GOAL: Copy each line of the records below without any changes.

WORKING DATA:
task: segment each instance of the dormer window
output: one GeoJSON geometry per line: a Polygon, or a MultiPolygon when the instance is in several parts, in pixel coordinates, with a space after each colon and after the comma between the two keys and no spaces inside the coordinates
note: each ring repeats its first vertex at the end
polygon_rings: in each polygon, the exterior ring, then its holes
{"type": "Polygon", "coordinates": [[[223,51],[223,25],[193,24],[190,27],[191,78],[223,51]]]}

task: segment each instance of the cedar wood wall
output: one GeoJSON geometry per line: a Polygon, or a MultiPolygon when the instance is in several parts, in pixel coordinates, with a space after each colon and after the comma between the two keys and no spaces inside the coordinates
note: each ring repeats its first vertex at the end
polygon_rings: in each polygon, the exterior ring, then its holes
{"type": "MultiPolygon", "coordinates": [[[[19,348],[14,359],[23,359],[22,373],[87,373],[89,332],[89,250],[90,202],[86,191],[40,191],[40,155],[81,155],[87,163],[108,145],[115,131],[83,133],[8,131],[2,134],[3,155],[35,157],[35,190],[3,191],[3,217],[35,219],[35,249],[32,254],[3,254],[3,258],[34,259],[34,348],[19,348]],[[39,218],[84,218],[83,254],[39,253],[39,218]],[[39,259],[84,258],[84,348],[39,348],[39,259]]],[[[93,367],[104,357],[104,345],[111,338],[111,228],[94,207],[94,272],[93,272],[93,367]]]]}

WRITTEN SOLUTION:
task: segment each instance of the dormer window
output: one GeoJSON geometry per line: a Polygon, or a MultiPolygon when the instance is in several parts, in pixel coordinates, with a space after each colon and after the comma between the two keys and no spaces inside the coordinates
note: each ring repeats its first vertex at the end
polygon_rings: in each polygon, the exterior ring, then its holes
{"type": "Polygon", "coordinates": [[[223,51],[223,25],[193,24],[190,27],[191,78],[223,51]]]}

task: segment each instance of the cedar wood wall
output: one GeoJSON geometry per line: a Polygon, or a MultiPolygon when the instance is in several parts, in pixel coordinates, with a space after each colon and after the comma between the two keys and no spaces inside the coordinates
note: each ring repeats its first vertex at the end
polygon_rings: in each polygon, the exterior ring, then its holes
{"type": "MultiPolygon", "coordinates": [[[[19,348],[14,359],[23,359],[22,373],[87,373],[89,332],[89,250],[90,202],[86,191],[40,191],[40,155],[81,155],[87,163],[108,145],[115,131],[83,133],[8,131],[2,134],[3,155],[35,157],[35,190],[3,191],[3,217],[35,219],[35,249],[32,254],[3,254],[3,258],[34,259],[34,348],[19,348]],[[39,218],[84,218],[83,254],[39,253],[39,218]],[[39,259],[84,258],[84,348],[39,348],[39,259]]],[[[93,367],[104,357],[104,345],[111,338],[111,228],[94,207],[94,272],[93,272],[93,367]]]]}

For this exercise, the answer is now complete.